TEXTO
A Fernández Capetillo se le fue la cabeza desde el origen de la vida en la Tierra a la esclerosis lateral amiotrófica, sin soltar el café. “Pensé: ‘Ostras, a ver si esto mismo ocurre en los pacientes con ELA’. Y es exactamente lo que pasaba. Ese era el mecanismo que hacía que sus neuronas murieran”, explica el investigador. Sus resultados se publican este miércoles en la revista especializada The EMBO Journal, con las investigadoras del CNIO Vanesa Lafarga y Oleksandra Sirozh como principales coautoras.
Alrededor del 10% de los pacientes de ELA tienen familiares también enfermos. El equipo de Fernández Capetillo se ha centrado en estos casos en los que existe un componente genético, la mitad de los cuales están relacionados con el gen C9ORF72. Los investigadores han observado que las mutaciones en este gen inducen a la célula humana a producir precisamente pequeñas proteínas ricas en arginina, que se unen al ARN y al ADN, bloquean los procesos celulares esenciales y acaban matando las neuronas de las personas afectadas. Fernández Capetillo cree que el mecanismo puede ser similar en otros tipos de ELA. “No sé si es extrapolable a todos, pero sí a una gran parte”, opina.

TU OBJETIVO
Cita textualmente el fragmento del texto sobre la ELA que va desde "A Fernández Capetillo" hasta "como principales coautoras.", ambos incluidos. Las entradas proceden de una fuente distinta a la del texto.

DATOS PROPORCIONADOS
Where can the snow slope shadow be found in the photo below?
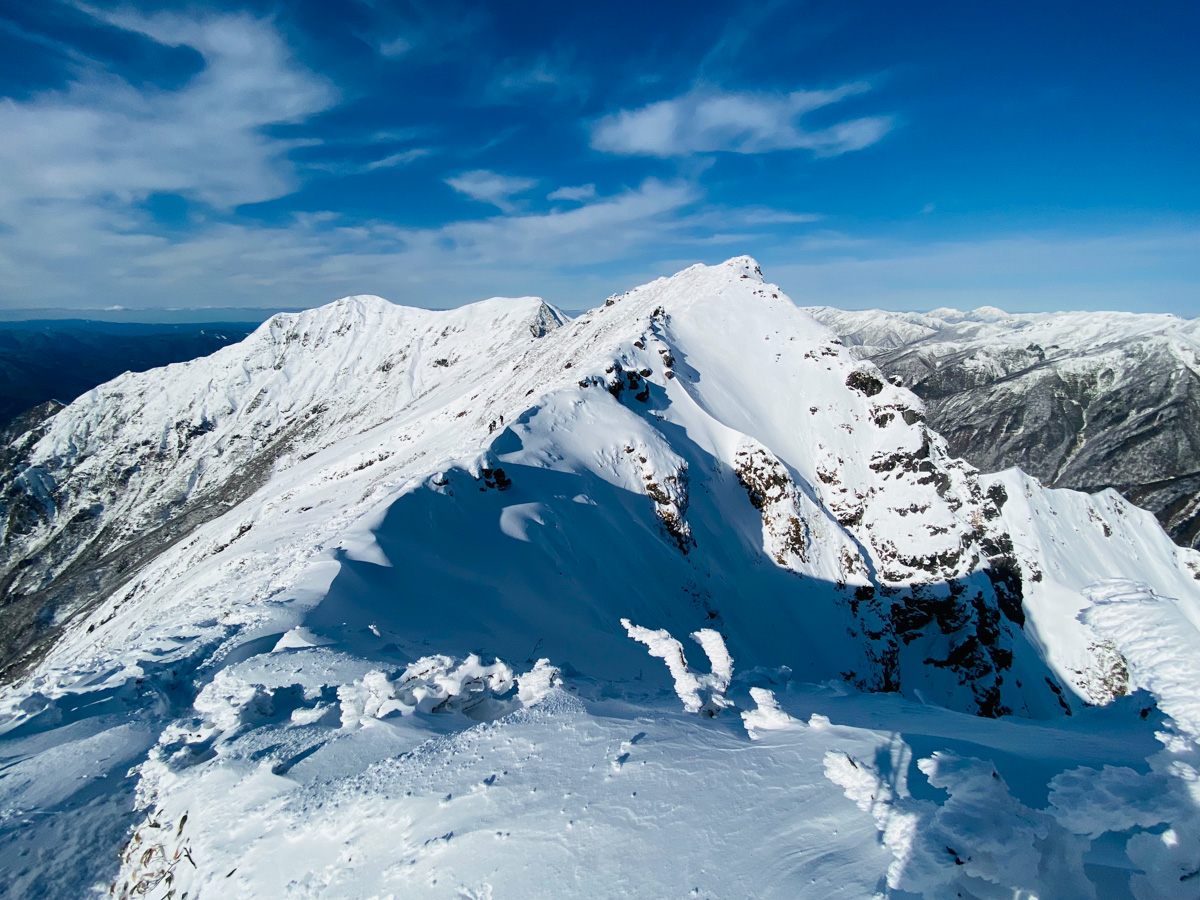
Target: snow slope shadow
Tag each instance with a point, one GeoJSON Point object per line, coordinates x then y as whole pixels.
{"type": "Point", "coordinates": [550, 564]}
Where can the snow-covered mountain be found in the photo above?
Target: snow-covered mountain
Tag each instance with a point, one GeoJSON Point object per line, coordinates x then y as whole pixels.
{"type": "Point", "coordinates": [1079, 400]}
{"type": "Point", "coordinates": [388, 603]}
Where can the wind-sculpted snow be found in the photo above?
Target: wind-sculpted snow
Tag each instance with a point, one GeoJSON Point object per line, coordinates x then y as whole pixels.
{"type": "Point", "coordinates": [1079, 400]}
{"type": "Point", "coordinates": [349, 599]}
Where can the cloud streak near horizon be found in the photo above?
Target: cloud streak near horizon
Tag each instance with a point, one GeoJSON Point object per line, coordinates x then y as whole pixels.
{"type": "Point", "coordinates": [232, 156]}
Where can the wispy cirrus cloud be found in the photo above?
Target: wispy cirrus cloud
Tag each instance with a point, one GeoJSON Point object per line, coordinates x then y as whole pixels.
{"type": "Point", "coordinates": [491, 187]}
{"type": "Point", "coordinates": [577, 193]}
{"type": "Point", "coordinates": [707, 120]}
{"type": "Point", "coordinates": [552, 76]}
{"type": "Point", "coordinates": [102, 139]}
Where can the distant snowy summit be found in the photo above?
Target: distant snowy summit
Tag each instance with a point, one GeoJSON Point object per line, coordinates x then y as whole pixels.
{"type": "Point", "coordinates": [1081, 400]}
{"type": "Point", "coordinates": [288, 564]}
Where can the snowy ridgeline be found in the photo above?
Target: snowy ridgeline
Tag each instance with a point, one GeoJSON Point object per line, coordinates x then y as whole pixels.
{"type": "Point", "coordinates": [388, 603]}
{"type": "Point", "coordinates": [1081, 400]}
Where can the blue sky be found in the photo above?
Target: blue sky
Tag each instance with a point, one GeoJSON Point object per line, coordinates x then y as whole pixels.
{"type": "Point", "coordinates": [1030, 156]}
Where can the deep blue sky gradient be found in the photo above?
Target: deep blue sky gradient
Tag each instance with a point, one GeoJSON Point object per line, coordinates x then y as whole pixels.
{"type": "Point", "coordinates": [281, 155]}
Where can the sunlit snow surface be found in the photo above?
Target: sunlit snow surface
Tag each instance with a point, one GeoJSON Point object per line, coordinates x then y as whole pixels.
{"type": "Point", "coordinates": [400, 667]}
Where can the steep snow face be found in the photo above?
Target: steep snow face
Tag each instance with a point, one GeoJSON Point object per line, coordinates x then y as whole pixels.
{"type": "Point", "coordinates": [1079, 400]}
{"type": "Point", "coordinates": [391, 570]}
{"type": "Point", "coordinates": [137, 463]}
{"type": "Point", "coordinates": [697, 450]}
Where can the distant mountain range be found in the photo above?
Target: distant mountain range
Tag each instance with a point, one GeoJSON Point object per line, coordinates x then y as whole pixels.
{"type": "Point", "coordinates": [1081, 400]}
{"type": "Point", "coordinates": [677, 598]}
{"type": "Point", "coordinates": [59, 359]}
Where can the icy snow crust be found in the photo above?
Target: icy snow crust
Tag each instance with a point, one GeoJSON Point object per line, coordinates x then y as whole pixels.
{"type": "Point", "coordinates": [438, 647]}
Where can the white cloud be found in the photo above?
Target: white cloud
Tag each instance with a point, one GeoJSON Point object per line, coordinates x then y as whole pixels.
{"type": "Point", "coordinates": [491, 187]}
{"type": "Point", "coordinates": [579, 193]}
{"type": "Point", "coordinates": [743, 123]}
{"type": "Point", "coordinates": [401, 159]}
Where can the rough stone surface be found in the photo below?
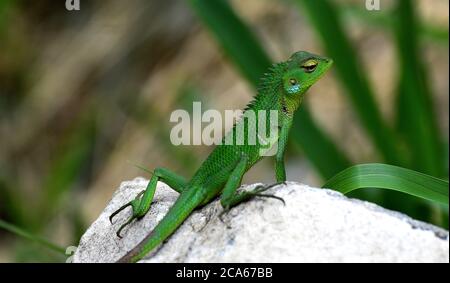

SOLUCIÓN DEL EJERCICIO
A Fernández Capetillo se le fue la cabeza desde el origen de la vida en la Tierra a la esclerosis lateral amiotrófica, sin soltar el café. “Pensé: ‘Ostras, a ver si esto mismo ocurre en los pacientes con ELA’. Y es exactamente lo que pasaba. Ese era el mecanismo que hacía que sus neuronas murieran”, explica el investigador. Sus resultados se publican este miércoles en la revista especializada The EMBO Journal, con las investigadoras del CNIO Vanesa Lafarga y Oleksandra Sirozh como principales coautoras.